--- What is needed ---
Identify the line that contains "the grass field" in the material. Output it and every line after it, unchanged, through the end.

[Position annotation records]
****************

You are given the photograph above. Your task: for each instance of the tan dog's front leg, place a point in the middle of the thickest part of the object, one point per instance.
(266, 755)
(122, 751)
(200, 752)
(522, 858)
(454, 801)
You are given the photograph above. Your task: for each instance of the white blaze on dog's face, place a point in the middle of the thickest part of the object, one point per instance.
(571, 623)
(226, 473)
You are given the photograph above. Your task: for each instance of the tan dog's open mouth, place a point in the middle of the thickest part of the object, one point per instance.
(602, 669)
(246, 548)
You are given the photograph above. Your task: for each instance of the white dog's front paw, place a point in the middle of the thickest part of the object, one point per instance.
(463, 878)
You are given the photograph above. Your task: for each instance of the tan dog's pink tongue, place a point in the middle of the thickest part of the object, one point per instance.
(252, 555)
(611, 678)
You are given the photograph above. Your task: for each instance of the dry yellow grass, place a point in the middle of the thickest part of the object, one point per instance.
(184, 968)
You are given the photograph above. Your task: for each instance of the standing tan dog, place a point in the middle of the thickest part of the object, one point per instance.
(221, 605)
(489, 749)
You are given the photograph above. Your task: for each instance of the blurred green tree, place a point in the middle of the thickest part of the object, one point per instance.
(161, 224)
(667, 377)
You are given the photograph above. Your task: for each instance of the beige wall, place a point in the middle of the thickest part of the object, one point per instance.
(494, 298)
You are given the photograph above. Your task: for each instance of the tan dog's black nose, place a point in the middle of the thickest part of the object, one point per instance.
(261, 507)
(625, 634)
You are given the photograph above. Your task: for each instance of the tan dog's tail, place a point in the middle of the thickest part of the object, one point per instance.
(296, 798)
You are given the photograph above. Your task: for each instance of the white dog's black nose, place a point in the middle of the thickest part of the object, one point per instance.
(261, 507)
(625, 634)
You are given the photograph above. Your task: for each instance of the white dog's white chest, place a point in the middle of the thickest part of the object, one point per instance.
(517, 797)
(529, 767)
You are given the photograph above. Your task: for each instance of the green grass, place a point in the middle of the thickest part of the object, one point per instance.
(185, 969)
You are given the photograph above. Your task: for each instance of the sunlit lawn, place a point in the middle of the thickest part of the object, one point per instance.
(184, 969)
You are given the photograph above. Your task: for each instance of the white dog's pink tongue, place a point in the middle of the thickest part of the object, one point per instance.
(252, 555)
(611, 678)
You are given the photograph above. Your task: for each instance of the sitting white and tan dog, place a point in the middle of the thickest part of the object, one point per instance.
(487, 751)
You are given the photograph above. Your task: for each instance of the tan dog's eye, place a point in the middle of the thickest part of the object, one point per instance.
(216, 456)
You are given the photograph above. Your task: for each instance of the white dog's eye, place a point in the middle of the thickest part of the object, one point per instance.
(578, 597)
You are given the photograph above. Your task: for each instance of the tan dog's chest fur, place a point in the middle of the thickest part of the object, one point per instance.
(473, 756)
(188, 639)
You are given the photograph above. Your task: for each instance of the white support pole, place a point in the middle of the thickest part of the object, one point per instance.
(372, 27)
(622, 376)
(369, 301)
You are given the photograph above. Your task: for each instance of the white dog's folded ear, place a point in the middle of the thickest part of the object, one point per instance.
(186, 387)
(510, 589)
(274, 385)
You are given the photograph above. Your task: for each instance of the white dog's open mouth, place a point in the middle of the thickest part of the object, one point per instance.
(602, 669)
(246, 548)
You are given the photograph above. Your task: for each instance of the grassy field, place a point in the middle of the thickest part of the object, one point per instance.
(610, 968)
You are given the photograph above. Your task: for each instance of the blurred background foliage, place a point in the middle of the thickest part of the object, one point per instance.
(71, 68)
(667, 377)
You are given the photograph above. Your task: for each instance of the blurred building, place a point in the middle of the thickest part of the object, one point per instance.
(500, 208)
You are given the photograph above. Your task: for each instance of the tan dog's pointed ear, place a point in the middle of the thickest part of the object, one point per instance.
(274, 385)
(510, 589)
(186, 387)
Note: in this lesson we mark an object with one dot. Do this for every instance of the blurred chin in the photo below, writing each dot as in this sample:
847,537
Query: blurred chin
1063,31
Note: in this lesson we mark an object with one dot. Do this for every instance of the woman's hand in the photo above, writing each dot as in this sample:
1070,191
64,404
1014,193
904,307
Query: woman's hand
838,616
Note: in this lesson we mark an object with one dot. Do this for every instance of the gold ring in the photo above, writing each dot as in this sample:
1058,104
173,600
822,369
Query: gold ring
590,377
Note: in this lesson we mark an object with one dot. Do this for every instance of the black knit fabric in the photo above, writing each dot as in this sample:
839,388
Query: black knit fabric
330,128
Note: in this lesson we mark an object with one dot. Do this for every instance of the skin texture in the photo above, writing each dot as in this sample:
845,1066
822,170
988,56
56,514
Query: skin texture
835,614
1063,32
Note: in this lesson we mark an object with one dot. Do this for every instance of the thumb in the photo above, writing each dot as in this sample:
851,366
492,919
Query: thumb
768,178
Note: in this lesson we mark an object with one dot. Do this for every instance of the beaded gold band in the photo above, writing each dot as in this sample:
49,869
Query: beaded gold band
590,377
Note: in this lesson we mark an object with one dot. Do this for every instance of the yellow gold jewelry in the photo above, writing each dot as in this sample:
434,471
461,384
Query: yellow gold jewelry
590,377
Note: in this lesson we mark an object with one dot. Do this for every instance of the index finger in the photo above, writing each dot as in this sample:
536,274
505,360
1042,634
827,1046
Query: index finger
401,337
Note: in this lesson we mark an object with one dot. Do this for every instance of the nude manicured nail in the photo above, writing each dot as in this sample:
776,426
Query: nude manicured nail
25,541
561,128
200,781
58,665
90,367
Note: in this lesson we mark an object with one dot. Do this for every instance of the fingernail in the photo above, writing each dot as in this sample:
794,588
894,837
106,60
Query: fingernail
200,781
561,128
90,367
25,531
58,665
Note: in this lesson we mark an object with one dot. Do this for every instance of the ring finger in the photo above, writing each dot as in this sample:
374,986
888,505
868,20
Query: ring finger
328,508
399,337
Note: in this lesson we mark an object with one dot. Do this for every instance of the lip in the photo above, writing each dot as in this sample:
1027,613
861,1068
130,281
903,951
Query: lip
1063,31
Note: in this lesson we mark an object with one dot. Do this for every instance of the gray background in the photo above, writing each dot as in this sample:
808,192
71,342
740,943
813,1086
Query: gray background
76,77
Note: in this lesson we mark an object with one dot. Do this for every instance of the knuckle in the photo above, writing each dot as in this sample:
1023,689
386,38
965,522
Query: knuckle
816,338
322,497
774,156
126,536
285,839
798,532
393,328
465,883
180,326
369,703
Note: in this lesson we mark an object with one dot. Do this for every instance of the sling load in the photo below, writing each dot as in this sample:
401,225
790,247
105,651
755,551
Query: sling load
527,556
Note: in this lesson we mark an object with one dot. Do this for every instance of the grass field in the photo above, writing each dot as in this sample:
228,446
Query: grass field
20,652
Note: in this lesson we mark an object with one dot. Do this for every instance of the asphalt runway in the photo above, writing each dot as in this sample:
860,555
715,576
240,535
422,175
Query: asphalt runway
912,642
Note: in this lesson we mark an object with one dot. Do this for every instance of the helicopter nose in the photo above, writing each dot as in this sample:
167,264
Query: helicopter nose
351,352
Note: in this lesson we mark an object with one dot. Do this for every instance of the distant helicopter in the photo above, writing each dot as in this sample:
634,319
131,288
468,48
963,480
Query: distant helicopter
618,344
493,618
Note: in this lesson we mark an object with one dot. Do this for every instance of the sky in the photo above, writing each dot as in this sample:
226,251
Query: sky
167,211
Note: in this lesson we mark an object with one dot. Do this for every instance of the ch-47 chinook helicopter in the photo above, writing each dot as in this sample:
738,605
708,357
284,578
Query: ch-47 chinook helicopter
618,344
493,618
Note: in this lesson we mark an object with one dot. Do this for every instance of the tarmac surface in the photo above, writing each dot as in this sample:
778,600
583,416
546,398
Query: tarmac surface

****************

--- Solution for this problem ---
Note: in this lesson we mark an object with one dot. Do this for every instance of the grass field in the photo above, writing each dot as in this sample:
228,446
Query: grass field
20,652
Note: in this lesson we mark an object with one dot. Do this for every instance of the asphalt runway in the photo above, writing each dot as in this sample:
860,555
715,576
240,535
422,175
Query: asphalt runway
912,642
Note: in this lesson we mark an object with one dot. Do this for every instance of the helicopter nose in the photo above, writing each dot as in this sample:
167,264
Query: helicopter nose
351,352
Note: in this lesson we mark an object with one dot. Do this for every instance of the distant helicopter in the photo above, writing each dot as in this sample:
634,319
131,288
468,48
963,480
Query: distant helicopter
618,344
493,618
Note: in this lesson we mark an object with one dot. Do this for every instance of the sky in the photo above, writing each dot as in this sample:
226,251
Query: sky
167,211
Note: in this lesson we mark an object with one dot. Do this for every instance of the ch-47 chinook helicopter in the photo above, writing each dot as in this sample:
738,605
708,357
284,578
Query: ch-47 chinook helicopter
618,344
493,618
Note: in this lesson we mark an object with one dot. Do this for every instance of the tarmac surface in the photo above, writing each dot as in this sample:
778,600
583,416
546,398
Query: tarmac surface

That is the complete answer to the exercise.